_Given problem A:_ In the introduction to A Bound Woman Is a Dangerous Thing, by how much did the number of incarcerated women grow between 1980 and 2016?

_Text:_
[start]

Between 1980 and 2016 the number of incarcerated women increased by more than 700%. —The Sentencing Project

Reading about the Black women in A Bound Woman Is a Dangerous Thing will not comfort. These poems honor Black women who have had experiences with incarceration. They were inspired by current events and historical framings of Black women freedom fighters—such as Harriet Tubman, Assata Shakur, and Sandra Bland—some of whom have organized or inspired resistance movements over the last two centuries. Many of the poems detail the violent consequences Black women endure while engaged in individual and collective acts of resistance.

My grandmother’s picture opens this book. As far as I know, she was never formally incarcerated. I chose to honor her because the Jane Crow styles of oppression prevalent during her lifetime were careful to include violence or threats of violence for accessing civil liberties. These oppressions were rooted in false ideas of social superiority that could make one feel imprisoned. Jane Crow types of oppression could also affect one’s mental health, inciting mania or mental illness. Fracture a wise woman’s intellect. As they did to so many other Black women in America, the violently enforced codes of Jane Crow oppression placed restrictions on my grandmother’s body, and inadvertently on her mind.

[end]

_Dataset extract:_
[start]

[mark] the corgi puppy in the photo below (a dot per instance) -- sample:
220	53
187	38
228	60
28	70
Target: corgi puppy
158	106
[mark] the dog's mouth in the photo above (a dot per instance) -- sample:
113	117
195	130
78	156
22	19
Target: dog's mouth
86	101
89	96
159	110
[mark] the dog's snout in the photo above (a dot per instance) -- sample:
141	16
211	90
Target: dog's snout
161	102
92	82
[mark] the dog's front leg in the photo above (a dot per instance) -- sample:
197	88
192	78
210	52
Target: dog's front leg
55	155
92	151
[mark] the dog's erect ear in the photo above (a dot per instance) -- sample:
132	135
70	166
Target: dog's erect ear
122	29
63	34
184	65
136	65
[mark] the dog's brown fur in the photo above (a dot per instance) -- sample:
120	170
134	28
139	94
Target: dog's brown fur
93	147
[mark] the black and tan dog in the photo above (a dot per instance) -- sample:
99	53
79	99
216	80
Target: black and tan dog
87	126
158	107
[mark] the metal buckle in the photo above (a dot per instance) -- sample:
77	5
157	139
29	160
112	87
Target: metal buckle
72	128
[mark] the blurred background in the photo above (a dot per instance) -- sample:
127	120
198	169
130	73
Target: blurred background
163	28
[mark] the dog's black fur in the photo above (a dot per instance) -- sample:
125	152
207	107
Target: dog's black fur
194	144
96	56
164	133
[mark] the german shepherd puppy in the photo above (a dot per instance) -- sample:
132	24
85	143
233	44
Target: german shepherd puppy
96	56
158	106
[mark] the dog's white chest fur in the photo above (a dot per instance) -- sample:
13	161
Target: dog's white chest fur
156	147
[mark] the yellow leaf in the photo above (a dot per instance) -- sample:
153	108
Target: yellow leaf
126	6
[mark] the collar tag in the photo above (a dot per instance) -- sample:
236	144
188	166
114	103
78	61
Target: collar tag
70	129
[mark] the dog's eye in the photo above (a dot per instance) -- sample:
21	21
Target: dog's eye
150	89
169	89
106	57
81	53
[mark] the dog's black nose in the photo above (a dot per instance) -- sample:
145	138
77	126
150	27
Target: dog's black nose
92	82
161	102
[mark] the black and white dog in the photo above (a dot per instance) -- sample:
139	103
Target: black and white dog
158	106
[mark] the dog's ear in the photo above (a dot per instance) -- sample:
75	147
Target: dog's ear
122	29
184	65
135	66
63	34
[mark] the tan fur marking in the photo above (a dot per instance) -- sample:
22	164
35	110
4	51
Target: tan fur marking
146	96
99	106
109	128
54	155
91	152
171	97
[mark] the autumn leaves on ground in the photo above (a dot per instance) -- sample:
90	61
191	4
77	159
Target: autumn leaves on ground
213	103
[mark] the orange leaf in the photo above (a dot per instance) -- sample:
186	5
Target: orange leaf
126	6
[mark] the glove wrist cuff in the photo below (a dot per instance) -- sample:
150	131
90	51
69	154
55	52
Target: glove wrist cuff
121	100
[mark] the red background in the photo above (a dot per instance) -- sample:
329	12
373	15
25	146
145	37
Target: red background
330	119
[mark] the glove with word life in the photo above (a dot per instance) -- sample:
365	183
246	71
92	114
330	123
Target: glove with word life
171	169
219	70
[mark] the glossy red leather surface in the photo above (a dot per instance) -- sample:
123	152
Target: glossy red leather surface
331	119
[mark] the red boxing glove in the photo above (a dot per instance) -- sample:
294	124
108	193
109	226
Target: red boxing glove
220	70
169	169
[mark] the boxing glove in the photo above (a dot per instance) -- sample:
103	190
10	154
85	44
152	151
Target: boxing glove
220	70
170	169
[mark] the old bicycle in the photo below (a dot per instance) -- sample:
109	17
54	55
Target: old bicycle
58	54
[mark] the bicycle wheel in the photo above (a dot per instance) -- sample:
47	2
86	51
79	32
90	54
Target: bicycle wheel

[end]

_Given problem B:_ Repeat the listing word for word, starting with the line that contains "[mark] the autumn" and going on through the last line of the listing.

_Exercise response A:_ By more than 700%.

_Exercise response B:_
[mark] the autumn leaves on ground in the photo above (a dot per instance) -- sample:
90	61
191	4
77	159
Target: autumn leaves on ground
213	103
[mark] the orange leaf in the photo above (a dot per instance) -- sample:
186	5
Target: orange leaf
126	6
[mark] the glove wrist cuff in the photo below (a dot per instance) -- sample:
150	131
90	51
69	154
55	52
Target: glove wrist cuff
121	100
[mark] the red background in the photo above (a dot per instance) -- sample:
329	12
373	15
25	146
145	37
Target: red background
330	119
[mark] the glove with word life in the photo above (a dot per instance) -- sample:
365	183
246	71
92	114
330	123
Target: glove with word life
171	169
219	70
[mark] the glossy red leather surface in the photo above (a dot per instance) -- sample:
123	152
Target: glossy red leather surface
331	119
[mark] the red boxing glove in the photo above (a dot per instance) -- sample:
294	124
108	193
109	226
Target: red boxing glove
220	70
169	169
[mark] the boxing glove in the photo above (a dot per instance) -- sample:
103	190
10	154
85	44
152	151
Target: boxing glove
220	70
170	169
[mark] the old bicycle in the photo below (a dot per instance) -- sample:
109	17
54	55
Target: old bicycle
58	54
[mark] the bicycle wheel in the photo above (a dot per instance) -- sample:
47	2
86	51
79	32
90	54
Target: bicycle wheel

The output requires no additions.